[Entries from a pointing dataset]

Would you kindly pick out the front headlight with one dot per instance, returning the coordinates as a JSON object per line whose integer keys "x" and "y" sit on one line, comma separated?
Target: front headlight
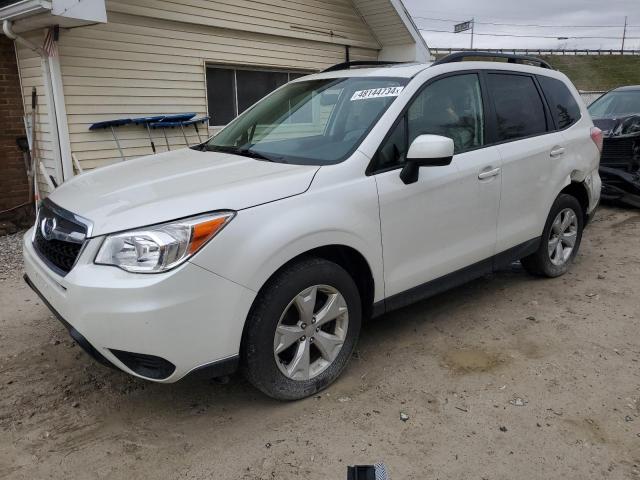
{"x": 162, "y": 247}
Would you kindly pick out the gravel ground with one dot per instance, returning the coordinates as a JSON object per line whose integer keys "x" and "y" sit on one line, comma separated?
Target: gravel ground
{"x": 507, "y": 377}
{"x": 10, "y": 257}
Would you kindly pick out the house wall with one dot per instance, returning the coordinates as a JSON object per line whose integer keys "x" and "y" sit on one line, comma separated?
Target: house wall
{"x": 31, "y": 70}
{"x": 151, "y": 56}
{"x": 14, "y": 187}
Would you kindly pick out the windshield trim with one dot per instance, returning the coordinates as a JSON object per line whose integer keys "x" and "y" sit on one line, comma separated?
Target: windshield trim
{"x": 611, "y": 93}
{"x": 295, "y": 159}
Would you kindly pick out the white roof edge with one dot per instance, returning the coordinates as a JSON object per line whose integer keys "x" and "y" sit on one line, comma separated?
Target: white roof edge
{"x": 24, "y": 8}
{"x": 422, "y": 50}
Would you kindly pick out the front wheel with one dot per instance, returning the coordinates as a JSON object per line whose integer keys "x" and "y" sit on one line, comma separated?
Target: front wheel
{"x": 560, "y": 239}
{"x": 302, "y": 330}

## Exercise directions
Convert the items above into a two-column CSV with the headers item_text and points, one row per item. Put each item's text and its answer in one quoted field apiece, replace line breaks with spaces, and leave the pictures out.

## Exercise solution
item_text,points
"Would you kindly pick out the front headlight with one dot per instance, returning the coordinates as a JSON object per line whose integer keys ""x"" and ""y"" sit on one line, comma separated? Target: front headlight","{""x"": 162, ""y"": 247}"
"Would you kindly pick out the gravel ground with one dot per instance, returning the coordinates as a JSON object per line whose integer keys ""x"" and ""y"" sit on one line, comma separated? Target: gravel ground","{""x"": 507, ""y"": 377} {""x"": 10, ""y"": 257}"
"Would you kindly pick out the house wall with one dot per instance, returning the coordinates as a JSON object per line whose integer keys ""x"" and ""y"" sit on one line, comma separated? Target: house wall","{""x"": 31, ""y"": 70} {""x"": 151, ""y"": 56} {""x"": 14, ""y"": 187}"
"Would you kindly pick out the windshield trim with one dot per instance, returning the coordinates as a JSON object per line whose integer keys ""x"" and ""y"" sit on one line, comma separated? Target: windshield trim","{""x"": 611, ""y"": 93} {""x"": 295, ""y"": 159}"
"Would you kindly pick out the white roof edge with one dot per instance, returning the coordinates as a JSON object per line whose integer keys ""x"" and ""y"" sit on one line, comma separated? Target: white roof edge","{""x"": 24, ""y"": 8} {""x"": 422, ""y"": 50}"
"Would you kindly pick out the front wheel with one dot per instance, returning the coordinates as a JSON object per line whose integer keys ""x"" and ""y"" sit on one line, comma separated? Target: front wheel","{""x"": 560, ""y"": 239} {""x"": 302, ""y"": 330}"